Instruction:
Please output exactly the run of lines that starts at the line with "Question. Indicate one point for each instance of the shadow" and ends at the last line of the records below.

[Source data]

-- START --

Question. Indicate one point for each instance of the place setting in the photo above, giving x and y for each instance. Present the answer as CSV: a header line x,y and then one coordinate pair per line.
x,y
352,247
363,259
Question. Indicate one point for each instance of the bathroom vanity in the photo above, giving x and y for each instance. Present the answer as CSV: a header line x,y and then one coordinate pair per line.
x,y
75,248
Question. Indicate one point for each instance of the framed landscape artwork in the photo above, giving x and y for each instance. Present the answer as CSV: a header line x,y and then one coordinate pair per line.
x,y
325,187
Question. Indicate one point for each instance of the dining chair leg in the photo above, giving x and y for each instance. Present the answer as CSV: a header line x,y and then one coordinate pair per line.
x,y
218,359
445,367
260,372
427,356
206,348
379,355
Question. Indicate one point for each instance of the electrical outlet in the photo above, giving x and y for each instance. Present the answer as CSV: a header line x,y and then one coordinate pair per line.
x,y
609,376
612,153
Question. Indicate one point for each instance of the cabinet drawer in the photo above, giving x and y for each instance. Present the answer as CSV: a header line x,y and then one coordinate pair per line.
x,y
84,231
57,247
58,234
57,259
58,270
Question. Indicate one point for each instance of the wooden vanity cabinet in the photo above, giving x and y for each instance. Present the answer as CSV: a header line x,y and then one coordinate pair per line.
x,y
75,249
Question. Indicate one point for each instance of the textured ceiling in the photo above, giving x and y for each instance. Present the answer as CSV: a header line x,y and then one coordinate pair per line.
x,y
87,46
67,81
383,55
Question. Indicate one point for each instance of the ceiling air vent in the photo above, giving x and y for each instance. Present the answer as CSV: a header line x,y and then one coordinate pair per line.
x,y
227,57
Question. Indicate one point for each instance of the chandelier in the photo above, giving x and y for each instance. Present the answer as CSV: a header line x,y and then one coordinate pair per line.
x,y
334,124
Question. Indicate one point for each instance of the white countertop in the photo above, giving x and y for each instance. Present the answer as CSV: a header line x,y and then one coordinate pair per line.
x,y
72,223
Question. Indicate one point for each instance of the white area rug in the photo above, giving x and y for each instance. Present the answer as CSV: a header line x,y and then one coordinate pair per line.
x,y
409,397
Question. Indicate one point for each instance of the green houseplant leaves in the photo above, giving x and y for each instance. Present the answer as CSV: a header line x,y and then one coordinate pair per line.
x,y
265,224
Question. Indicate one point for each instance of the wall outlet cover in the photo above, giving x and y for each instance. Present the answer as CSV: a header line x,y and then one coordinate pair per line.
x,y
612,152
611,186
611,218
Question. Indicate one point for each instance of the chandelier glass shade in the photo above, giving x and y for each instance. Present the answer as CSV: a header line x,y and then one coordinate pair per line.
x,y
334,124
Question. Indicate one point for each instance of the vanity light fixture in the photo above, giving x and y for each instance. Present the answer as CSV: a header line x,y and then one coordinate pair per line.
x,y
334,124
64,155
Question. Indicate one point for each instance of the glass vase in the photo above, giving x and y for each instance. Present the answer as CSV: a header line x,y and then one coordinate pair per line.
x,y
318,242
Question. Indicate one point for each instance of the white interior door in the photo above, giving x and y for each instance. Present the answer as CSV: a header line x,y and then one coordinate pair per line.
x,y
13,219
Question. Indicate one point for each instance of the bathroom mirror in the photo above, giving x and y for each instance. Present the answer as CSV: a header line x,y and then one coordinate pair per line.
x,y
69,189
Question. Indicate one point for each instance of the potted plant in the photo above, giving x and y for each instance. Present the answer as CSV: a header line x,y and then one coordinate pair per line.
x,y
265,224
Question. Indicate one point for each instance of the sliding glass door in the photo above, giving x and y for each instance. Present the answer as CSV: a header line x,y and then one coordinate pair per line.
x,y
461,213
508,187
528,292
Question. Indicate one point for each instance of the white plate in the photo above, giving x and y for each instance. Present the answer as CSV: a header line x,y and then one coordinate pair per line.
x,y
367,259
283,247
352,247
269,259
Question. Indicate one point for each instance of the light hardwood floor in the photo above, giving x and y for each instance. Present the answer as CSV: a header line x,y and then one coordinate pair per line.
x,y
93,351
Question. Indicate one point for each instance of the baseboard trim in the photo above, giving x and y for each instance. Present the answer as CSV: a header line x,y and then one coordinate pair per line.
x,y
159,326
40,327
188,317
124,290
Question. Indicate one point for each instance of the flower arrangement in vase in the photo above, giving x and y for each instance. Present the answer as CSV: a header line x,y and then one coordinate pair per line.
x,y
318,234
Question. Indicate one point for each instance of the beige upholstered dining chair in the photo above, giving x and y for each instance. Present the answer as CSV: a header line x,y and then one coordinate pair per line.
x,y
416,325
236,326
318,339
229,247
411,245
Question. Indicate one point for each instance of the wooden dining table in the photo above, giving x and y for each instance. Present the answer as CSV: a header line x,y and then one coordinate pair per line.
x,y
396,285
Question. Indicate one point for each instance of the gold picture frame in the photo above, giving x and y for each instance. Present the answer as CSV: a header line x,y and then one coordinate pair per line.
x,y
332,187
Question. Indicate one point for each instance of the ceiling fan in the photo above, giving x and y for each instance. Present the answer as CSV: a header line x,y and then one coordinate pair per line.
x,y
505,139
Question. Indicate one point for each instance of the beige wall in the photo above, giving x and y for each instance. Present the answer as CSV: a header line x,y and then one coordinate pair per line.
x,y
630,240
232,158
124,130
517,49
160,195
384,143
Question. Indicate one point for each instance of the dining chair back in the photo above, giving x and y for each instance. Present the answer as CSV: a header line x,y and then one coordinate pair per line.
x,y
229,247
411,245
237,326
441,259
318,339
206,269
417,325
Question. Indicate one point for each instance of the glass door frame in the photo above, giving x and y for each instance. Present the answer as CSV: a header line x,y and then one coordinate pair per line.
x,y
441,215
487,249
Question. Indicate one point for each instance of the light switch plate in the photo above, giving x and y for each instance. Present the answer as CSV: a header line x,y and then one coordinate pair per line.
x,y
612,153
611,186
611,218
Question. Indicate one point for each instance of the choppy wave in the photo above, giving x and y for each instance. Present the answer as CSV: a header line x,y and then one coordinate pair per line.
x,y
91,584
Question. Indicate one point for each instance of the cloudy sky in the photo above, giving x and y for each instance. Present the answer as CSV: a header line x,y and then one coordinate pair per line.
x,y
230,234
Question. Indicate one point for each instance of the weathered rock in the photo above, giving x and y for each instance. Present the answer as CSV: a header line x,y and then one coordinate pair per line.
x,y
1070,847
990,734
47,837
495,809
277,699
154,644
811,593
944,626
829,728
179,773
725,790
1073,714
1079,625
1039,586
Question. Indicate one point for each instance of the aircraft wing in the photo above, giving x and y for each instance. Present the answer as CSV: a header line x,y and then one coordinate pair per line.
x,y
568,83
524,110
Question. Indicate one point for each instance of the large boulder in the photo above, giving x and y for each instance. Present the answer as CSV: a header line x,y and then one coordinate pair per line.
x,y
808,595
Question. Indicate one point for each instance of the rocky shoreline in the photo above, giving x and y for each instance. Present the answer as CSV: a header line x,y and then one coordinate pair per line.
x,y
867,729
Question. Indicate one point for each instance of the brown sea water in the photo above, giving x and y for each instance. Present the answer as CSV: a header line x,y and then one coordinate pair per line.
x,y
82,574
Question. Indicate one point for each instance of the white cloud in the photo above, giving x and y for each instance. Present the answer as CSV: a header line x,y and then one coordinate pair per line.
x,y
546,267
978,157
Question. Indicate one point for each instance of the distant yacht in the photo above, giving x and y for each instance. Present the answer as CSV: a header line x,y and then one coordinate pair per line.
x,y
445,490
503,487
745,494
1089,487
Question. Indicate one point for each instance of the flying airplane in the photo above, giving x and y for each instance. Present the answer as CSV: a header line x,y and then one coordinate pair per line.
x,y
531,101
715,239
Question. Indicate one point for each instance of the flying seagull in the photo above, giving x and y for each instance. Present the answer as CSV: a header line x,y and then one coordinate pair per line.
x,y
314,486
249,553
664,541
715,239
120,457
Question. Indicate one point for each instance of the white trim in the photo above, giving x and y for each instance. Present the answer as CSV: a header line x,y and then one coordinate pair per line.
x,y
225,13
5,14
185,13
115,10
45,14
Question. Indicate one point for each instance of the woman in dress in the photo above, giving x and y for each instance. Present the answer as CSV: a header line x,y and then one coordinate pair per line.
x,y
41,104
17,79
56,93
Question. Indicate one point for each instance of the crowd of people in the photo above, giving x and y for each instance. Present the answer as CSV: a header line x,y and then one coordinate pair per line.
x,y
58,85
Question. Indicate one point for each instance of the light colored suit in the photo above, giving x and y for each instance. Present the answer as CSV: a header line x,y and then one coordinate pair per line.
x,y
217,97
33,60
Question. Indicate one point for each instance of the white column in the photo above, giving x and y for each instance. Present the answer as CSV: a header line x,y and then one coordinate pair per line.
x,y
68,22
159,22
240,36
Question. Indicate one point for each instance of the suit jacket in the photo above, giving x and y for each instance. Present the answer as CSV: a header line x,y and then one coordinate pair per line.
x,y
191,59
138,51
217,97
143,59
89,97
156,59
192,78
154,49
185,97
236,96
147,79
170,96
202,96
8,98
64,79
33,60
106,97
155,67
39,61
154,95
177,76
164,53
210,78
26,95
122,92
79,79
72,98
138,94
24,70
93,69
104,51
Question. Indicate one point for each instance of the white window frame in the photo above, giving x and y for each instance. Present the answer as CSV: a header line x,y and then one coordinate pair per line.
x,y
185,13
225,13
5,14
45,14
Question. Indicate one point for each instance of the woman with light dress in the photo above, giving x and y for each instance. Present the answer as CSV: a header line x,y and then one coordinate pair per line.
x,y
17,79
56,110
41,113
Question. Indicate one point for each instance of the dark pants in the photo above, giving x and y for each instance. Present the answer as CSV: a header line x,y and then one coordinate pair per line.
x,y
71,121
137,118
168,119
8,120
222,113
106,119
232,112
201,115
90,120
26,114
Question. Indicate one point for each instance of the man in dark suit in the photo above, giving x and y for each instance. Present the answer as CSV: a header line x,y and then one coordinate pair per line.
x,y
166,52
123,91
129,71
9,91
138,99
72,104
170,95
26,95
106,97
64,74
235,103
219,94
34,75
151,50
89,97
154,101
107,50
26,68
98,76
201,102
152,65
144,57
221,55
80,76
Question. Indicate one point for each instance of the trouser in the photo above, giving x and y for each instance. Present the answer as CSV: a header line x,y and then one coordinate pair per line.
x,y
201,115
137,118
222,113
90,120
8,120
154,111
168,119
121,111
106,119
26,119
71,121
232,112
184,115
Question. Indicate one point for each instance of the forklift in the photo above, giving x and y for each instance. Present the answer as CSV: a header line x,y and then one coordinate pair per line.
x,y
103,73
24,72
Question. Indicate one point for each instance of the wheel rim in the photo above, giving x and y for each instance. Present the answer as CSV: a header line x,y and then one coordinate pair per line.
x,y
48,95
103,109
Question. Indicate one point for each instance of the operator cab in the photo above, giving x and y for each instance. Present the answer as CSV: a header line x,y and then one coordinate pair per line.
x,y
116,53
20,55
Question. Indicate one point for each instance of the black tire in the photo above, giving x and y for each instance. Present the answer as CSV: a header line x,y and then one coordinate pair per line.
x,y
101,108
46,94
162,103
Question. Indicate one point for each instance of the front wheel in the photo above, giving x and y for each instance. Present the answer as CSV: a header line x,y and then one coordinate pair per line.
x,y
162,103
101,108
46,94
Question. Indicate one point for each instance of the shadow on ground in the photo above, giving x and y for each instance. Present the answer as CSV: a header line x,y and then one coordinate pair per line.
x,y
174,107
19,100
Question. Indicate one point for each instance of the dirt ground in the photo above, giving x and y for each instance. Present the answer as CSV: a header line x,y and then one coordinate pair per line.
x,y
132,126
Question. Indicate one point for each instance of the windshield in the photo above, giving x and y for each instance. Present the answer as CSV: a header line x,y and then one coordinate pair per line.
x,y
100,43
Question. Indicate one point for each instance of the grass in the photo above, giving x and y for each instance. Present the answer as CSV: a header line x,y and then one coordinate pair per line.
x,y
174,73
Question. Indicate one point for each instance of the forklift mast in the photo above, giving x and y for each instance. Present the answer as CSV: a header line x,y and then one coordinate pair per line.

-- END --

Written solution:
Question. Indicate one point for each instance of the shadow on ground in the photo above, giving x and y for each instance. Present the answer as CSV: a header line x,y and then one coordinate pair per line.
x,y
174,107
19,100
Question. Indicate one point for each instance of the dirt ground in the photo above, giving x and y for each instance. Present the answer as CSV: a header line x,y and then one coordinate pair per line.
x,y
132,126
Question. Indicate one point for each instance of the windshield in the photo above, giving x and y for each instance. Present the answer as CSV: a header line x,y and then one coordinate pair per line.
x,y
100,43
Question. Indicate one point for each instance of the grass in the photo above, giving x and y for each instance. Present the answer as CSV: a header line x,y and then one coordinate pair per line.
x,y
174,73
Question. Indicate one point for each instance of the forklift mast in the photo above, giving x and y for each instance. Present the answer as CSV: a header line x,y and then one coordinate pair per line.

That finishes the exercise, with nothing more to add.